*OBJECTIVE*:
According to the weight-loss log below, what weight did the writer record at the first official weigh-in, and on what date?

I started this interwebular log in February... frustrated and embarrassed by how out-of-shape I had become. The hope was to use this as a public forum for embarrassment, motivation, humor (and no small amount of surreptitious self-promotion), and accountability. I had weighed myself at our not-oft used health club, and it was somewhere in the mid 240's. That's a lot. My first "official" weigh-in (on my scale, for continuity) was 239.6 lbs on February 22nd.
The goal was to "get healthy". Eat healthier, work out regularly, begin running, etc. I didn't have a hard and fast weight number I was shooting for, but I thought that somewhere in the 200's (ie below 210) would be a good target... and was honestly really hoping to crack that 200 number and get back in "the 1's", but I didn't know if that was realistic.
Well... I'm 23 weeks into this thing, and I did it. Today's "Fat Friday" weigh-in was...
198.8 lbs
I've been checking this scale for six months... finally got that first digit down to a "1" |
199! I feel pretty good about that. Officially, more than 40 pounds lost. Unofficially, probably closer to 45 pounds. I mean, if you walk into a weight room and pick up a 45 lbs plate... and think that's how much weight used to be a part of me... and now just doesn't exist. It's almost a bit strange.

Source records:
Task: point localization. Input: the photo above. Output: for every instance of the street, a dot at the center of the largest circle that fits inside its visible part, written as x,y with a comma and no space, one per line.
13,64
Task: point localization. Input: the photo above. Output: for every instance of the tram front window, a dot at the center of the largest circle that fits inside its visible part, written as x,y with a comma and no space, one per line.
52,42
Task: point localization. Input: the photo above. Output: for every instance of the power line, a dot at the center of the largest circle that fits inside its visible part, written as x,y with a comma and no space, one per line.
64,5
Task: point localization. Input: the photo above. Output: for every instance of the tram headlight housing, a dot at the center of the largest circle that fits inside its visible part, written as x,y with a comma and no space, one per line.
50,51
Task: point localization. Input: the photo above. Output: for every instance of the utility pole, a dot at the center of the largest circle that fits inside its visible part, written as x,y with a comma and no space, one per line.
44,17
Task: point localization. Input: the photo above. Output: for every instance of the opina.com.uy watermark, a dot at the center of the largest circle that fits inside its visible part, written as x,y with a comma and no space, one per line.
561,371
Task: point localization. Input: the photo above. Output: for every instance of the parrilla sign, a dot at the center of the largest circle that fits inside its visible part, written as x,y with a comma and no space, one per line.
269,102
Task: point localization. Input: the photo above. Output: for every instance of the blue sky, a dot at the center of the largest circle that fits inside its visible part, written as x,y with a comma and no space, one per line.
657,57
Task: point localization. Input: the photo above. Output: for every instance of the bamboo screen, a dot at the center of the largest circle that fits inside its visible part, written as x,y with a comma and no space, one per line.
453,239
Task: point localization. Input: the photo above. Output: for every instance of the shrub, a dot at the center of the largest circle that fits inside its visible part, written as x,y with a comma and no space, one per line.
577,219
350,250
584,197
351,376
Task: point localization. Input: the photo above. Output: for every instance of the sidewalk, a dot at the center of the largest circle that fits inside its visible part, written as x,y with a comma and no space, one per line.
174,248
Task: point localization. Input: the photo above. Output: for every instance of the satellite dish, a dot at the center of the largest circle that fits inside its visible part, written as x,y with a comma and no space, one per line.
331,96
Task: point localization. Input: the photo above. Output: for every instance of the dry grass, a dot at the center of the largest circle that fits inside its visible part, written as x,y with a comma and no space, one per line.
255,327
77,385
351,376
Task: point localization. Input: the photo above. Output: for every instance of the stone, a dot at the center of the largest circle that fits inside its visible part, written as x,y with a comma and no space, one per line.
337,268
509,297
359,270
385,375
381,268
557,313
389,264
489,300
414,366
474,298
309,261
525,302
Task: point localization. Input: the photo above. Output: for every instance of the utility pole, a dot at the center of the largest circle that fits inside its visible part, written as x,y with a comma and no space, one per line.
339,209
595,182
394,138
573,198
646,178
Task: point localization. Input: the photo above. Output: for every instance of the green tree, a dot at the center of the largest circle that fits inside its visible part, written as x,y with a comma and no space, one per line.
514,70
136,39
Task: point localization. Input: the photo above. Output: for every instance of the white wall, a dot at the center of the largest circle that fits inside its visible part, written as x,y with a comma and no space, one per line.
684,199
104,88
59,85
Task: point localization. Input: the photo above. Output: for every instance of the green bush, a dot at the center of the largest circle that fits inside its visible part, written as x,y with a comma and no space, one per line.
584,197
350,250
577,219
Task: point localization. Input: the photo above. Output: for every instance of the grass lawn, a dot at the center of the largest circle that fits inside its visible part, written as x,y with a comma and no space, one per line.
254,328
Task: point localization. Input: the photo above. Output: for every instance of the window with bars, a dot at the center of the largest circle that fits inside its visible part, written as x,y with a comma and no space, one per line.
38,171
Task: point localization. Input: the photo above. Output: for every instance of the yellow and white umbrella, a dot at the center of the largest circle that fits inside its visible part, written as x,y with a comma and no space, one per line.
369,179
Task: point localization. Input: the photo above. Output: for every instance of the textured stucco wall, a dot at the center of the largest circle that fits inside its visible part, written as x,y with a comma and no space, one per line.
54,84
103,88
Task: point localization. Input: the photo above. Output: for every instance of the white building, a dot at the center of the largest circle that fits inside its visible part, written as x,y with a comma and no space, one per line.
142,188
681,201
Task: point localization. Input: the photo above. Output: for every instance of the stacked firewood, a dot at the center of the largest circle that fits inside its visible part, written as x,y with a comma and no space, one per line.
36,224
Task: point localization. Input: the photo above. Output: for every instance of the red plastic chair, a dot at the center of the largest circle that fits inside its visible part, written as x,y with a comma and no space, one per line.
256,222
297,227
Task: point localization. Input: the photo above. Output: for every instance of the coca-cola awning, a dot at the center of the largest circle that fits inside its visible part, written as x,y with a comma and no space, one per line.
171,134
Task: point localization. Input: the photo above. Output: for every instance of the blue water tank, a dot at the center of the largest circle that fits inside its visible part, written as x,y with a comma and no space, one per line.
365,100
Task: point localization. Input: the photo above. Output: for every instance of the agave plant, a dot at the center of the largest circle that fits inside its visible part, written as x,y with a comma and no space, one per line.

*RESULT FOR THIS TASK*:
239.6 lbs, on February 22nd.